PROBLEM DETAILS>
Print out every record exactly as it appears.

--- start EXTRACTED DATA ---

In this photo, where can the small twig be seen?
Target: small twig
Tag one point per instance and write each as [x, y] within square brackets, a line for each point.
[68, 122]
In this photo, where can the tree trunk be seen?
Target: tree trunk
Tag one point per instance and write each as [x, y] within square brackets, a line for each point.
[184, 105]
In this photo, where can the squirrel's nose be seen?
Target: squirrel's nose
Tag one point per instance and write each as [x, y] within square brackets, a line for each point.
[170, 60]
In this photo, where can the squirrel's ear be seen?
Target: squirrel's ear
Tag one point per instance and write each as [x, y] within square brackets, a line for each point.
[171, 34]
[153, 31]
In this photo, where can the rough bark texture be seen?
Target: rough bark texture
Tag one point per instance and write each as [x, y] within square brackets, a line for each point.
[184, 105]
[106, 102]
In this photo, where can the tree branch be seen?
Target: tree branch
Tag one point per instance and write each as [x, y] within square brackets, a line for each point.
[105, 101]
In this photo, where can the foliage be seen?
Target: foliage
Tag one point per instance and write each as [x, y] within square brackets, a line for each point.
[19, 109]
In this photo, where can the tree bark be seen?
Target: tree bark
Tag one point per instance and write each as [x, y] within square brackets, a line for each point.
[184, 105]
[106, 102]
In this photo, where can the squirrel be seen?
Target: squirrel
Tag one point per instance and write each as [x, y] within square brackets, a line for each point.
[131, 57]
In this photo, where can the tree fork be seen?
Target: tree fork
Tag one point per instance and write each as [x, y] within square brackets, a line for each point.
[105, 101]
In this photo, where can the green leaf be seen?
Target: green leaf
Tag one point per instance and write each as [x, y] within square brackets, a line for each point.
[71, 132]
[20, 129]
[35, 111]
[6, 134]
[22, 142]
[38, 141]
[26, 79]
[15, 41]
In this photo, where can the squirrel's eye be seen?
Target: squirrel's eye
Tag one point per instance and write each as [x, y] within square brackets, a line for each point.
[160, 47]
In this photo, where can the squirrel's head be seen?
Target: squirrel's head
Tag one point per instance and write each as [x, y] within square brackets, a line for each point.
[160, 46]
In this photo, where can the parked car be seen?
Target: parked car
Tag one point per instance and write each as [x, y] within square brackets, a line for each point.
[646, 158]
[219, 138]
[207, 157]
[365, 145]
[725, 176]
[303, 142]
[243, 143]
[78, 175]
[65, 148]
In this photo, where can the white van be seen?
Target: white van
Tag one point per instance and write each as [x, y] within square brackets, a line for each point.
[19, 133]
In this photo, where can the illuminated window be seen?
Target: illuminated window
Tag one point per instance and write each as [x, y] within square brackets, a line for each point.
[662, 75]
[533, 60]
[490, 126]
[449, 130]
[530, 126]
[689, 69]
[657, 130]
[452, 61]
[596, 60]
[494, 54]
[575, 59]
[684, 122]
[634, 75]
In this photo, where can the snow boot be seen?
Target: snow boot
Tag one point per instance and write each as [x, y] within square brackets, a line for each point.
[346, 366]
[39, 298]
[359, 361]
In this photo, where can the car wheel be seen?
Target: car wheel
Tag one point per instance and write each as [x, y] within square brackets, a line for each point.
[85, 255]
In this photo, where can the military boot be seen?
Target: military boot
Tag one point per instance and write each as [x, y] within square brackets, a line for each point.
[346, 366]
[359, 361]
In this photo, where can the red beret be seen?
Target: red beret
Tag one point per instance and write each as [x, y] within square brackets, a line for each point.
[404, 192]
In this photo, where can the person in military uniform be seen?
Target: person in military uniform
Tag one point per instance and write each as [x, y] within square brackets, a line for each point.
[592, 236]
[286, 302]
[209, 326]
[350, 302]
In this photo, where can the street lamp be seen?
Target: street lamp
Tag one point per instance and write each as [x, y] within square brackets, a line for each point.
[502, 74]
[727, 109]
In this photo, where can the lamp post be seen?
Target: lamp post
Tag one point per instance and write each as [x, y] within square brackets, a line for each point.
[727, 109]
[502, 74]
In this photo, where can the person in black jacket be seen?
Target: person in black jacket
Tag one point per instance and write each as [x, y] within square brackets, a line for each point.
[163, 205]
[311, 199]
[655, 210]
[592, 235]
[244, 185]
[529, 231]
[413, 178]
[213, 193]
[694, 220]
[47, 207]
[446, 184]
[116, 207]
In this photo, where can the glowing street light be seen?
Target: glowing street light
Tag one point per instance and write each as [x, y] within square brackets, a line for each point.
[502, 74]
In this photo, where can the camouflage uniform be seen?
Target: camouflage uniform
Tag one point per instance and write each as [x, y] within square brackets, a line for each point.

--- end EXTRACTED DATA ---

WRITTEN SOLUTION>
In this photo, where can the small twig be seen?
Target: small twig
Tag one point per instance and write each as [x, y] within square brackets, a line for each point.
[68, 122]
In this photo, where can the tree trunk be seen?
Target: tree trunk
Tag one point per instance and write each as [x, y] within square brackets, a line for each point.
[184, 105]
In this photo, where can the squirrel's nose be seen?
Target: squirrel's nose
Tag one point per instance and write each as [x, y] within square brackets, a line for each point.
[170, 60]
In this photo, where can the squirrel's ear be seen?
Target: squirrel's ear
Tag one point per instance and write each as [x, y] within square brackets, a line for each point.
[171, 34]
[153, 31]
In this photo, where can the rough bark texture be seen?
Target: rough bark texture
Tag one point per instance and write each as [x, y] within square brackets, a line for each point.
[184, 105]
[106, 102]
In this photo, where can the tree branch be seen?
Target: tree branch
Tag one point per instance and write each as [x, y] within square brackets, a line for each point.
[105, 101]
In this photo, where can the foliage be seen?
Target: foliage
Tag one point per instance and write each as [x, y] within square brackets, a line for each point.
[19, 109]
In this photo, where can the tree bark be seen?
Target: tree bark
Tag one point per instance and write each as [x, y] within square brackets, a line for each point.
[184, 105]
[106, 102]
In this photo, where can the squirrel be seen?
Target: squirrel
Tag one point per instance and write each as [x, y] within square brackets, a line for each point.
[131, 57]
In this photo, where can the tree fork be seen?
Target: tree fork
Tag one point per instance and write each as [x, y] within square brackets, a line for each point.
[105, 101]
In this photo, where can the green leaf be seen?
Target: green leaf
Tag one point per instance and write each as [x, y] within square brackets, a line for each point.
[71, 132]
[20, 129]
[35, 111]
[6, 134]
[22, 142]
[38, 141]
[26, 79]
[15, 41]
In this photo, where can the squirrel's eye be seen?
Target: squirrel's eye
Tag one point per instance and write each as [x, y] within square brackets, a line for each point.
[160, 47]
In this photo, where can the squirrel's head be seen?
Target: squirrel's head
Tag one point per instance and write each as [x, y] within square brackets, a line for each point.
[160, 46]
In this photo, where can the parked car be seen?
Target: parked car
Tag one point per instance and write each as [x, y] within square brackets, a line for each point.
[646, 158]
[219, 138]
[207, 157]
[365, 145]
[725, 176]
[303, 142]
[243, 143]
[78, 175]
[65, 148]
In this photo, where can the white van be seen?
Target: white van
Tag one point per instance and write each as [x, y] within square brackets, a line for each point.
[19, 133]
In this photo, where can the illuminated window be seen?
Target: illuminated window
Tag one point per instance and write each as [x, y] within square brackets, a line for each point.
[662, 75]
[533, 60]
[490, 126]
[449, 130]
[530, 126]
[689, 69]
[657, 130]
[452, 61]
[596, 60]
[494, 54]
[575, 59]
[684, 122]
[634, 75]
In this photo, where can the snow boot be seen?
Target: snow boot
Tag one point per instance and write each as [x, y] within square brackets, a line for each point.
[346, 366]
[39, 298]
[359, 361]
In this photo, where can the car wheel be seen?
Target: car wheel
Tag one point per instance and write each as [x, y] within square brackets, a line for each point.
[85, 255]
In this photo, where can the military boot be seen?
Target: military boot
Tag one point per instance and write each as [x, y] within square brackets, a line for each point.
[346, 366]
[359, 361]
In this photo, where can the red beret be seen?
Target: red beret
Tag one point per instance and write each as [x, y] within square brackets, a line for each point.
[404, 192]
In this photo, where can the person in military uniform be seen?
Target: person in military uniform
Tag one point per instance and write each as [x, y] within square brackets, a line for each point.
[592, 236]
[286, 302]
[209, 326]
[350, 302]
In this photo, where can the street lamp be seen?
Target: street lamp
Tag one point per instance and write each as [x, y] within square brackets, a line for each point.
[502, 74]
[727, 109]
In this photo, where can the lamp post be seen?
Target: lamp post
Tag one point per instance and write each as [x, y] within square brackets, a line for each point.
[727, 109]
[502, 74]
In this photo, where can the person in black jacket be seen?
Target: person in black jacket
Tag one point per instance and write each as [x, y] within square brackets, a line for each point.
[163, 205]
[311, 199]
[655, 210]
[592, 235]
[244, 185]
[529, 231]
[413, 178]
[213, 193]
[694, 220]
[47, 207]
[446, 184]
[116, 207]
In this photo, where can the glowing street light be seen?
Target: glowing street light
Tag one point per instance and write each as [x, y] within square brackets, a line for each point.
[502, 74]
In this photo, where can the camouflage uniform be seen?
Target: camouflage uniform
Tag one point per instance and write each as [x, y] within square brackets, a line for each point.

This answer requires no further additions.